## [Material provided]
□ □ □
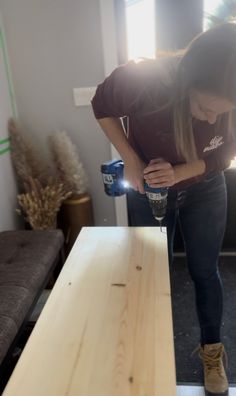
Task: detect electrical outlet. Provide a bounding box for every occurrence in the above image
[73,87,96,106]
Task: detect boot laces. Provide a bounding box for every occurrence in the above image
[191,345,228,376]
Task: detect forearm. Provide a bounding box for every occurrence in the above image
[97,117,136,161]
[173,160,206,183]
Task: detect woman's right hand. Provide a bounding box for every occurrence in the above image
[124,155,147,194]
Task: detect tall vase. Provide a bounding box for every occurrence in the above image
[59,194,94,256]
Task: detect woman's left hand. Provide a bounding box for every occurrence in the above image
[143,158,176,188]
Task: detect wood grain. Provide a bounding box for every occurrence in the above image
[3,227,176,396]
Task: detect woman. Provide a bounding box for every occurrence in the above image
[92,23,236,396]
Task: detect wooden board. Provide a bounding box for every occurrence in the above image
[3,227,176,396]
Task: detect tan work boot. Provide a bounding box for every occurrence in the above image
[199,342,229,396]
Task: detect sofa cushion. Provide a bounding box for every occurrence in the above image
[0,230,64,364]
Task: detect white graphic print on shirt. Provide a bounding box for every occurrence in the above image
[203,136,224,153]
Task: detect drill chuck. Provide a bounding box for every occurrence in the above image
[101,160,168,224]
[144,183,168,222]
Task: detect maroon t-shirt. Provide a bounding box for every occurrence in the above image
[92,60,236,187]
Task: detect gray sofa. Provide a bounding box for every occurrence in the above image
[0,230,64,369]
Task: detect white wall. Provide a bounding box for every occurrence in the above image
[0,17,17,231]
[0,0,115,225]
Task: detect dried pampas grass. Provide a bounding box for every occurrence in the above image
[17,178,71,230]
[49,132,88,195]
[8,119,48,190]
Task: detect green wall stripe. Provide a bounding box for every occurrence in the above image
[0,28,17,118]
[0,146,11,155]
[0,138,10,144]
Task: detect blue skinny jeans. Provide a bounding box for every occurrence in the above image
[127,172,227,345]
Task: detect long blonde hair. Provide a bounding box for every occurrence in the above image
[158,23,236,162]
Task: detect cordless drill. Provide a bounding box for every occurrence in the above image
[101,160,168,226]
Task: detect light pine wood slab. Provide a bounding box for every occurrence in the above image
[3,227,176,396]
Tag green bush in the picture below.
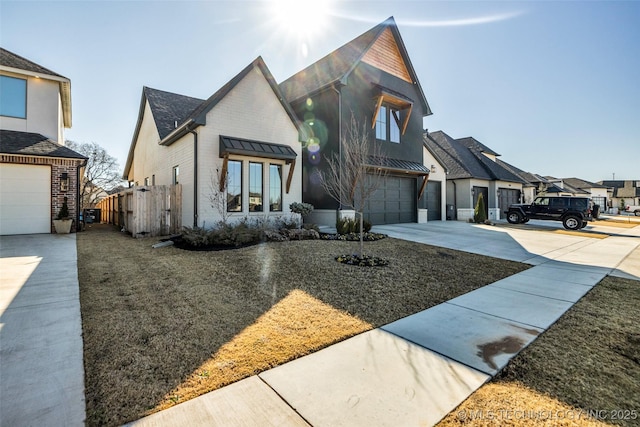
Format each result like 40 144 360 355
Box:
473 193 487 224
336 218 372 234
289 202 313 217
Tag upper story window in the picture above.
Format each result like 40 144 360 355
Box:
0 76 27 119
376 105 401 143
371 86 413 143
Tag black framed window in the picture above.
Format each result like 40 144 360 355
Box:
376 105 401 143
227 160 242 212
249 162 263 212
171 166 180 185
0 76 27 119
269 165 282 212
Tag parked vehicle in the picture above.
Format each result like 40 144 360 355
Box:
624 205 640 216
505 196 592 230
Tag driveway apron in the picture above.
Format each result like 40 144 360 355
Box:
0 234 85 427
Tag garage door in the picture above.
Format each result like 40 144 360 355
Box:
364 175 416 225
427 181 442 221
0 163 51 235
498 188 520 218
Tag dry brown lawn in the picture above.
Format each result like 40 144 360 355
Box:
77 225 528 426
439 277 640 427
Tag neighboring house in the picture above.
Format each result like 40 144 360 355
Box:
598 180 640 208
545 176 608 209
0 48 86 235
123 58 302 227
424 131 529 221
280 18 438 226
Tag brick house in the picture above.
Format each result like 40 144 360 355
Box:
0 48 86 235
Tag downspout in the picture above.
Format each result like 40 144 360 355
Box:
187 128 198 228
451 180 458 220
331 85 342 212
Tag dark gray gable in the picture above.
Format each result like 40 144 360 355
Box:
0 130 86 160
0 47 66 78
143 86 204 139
280 17 432 115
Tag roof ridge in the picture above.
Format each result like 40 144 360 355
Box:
0 47 67 79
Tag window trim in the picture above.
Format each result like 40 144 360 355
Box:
222 159 244 213
247 161 264 212
171 165 180 185
0 74 29 120
269 163 283 212
371 88 413 141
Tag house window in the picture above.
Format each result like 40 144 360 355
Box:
376 105 401 143
227 160 242 212
376 106 387 141
0 76 27 119
172 166 180 185
269 165 282 212
249 162 262 212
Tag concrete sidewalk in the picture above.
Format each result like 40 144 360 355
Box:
0 234 85 427
130 222 640 426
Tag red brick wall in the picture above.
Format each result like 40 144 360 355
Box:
0 154 83 233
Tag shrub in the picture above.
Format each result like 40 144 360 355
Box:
289 202 313 218
336 218 372 234
473 193 487 224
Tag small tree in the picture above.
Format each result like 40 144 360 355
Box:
208 169 229 224
320 113 386 256
473 193 487 224
66 140 123 209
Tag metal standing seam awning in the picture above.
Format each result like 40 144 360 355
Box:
219 135 298 194
367 156 431 200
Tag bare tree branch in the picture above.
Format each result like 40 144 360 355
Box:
320 113 387 255
66 140 123 208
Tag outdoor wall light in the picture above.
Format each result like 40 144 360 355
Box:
60 172 69 191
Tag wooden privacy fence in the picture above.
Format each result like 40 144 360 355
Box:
96 184 182 237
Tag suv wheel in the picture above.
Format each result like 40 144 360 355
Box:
507 211 522 224
562 215 582 230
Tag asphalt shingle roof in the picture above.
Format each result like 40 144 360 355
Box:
0 47 66 79
143 86 204 139
0 130 86 159
424 131 526 183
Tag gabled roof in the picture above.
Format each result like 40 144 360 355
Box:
0 130 87 160
123 57 300 179
562 178 607 189
142 86 204 139
424 131 526 183
0 47 71 128
280 16 432 116
458 136 500 156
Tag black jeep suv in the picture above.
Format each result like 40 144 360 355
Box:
505 196 591 230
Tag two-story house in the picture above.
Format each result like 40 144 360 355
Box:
123 58 302 231
280 18 444 225
0 48 86 235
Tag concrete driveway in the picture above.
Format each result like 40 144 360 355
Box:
372 220 640 280
0 234 85 427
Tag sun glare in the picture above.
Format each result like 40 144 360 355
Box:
269 0 331 42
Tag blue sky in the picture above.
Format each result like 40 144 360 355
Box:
0 0 640 181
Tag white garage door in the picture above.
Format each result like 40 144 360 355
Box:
0 163 51 235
□ □ □
## [What is being asked]
Please write out everything from the line containing "Tag sun glare in the picture above." down to the end of the items, exactly as it appears.

## [Solution for this problem]
Tag sun glare in the picture above.
Format each result like 40 144 360 355
Box:
269 0 331 42
Tag blue sky in the picture above.
Format each result like 40 144 360 355
Box:
0 0 640 181
Tag white garage door in the picture above.
Format each result like 40 144 360 355
Box:
0 163 51 235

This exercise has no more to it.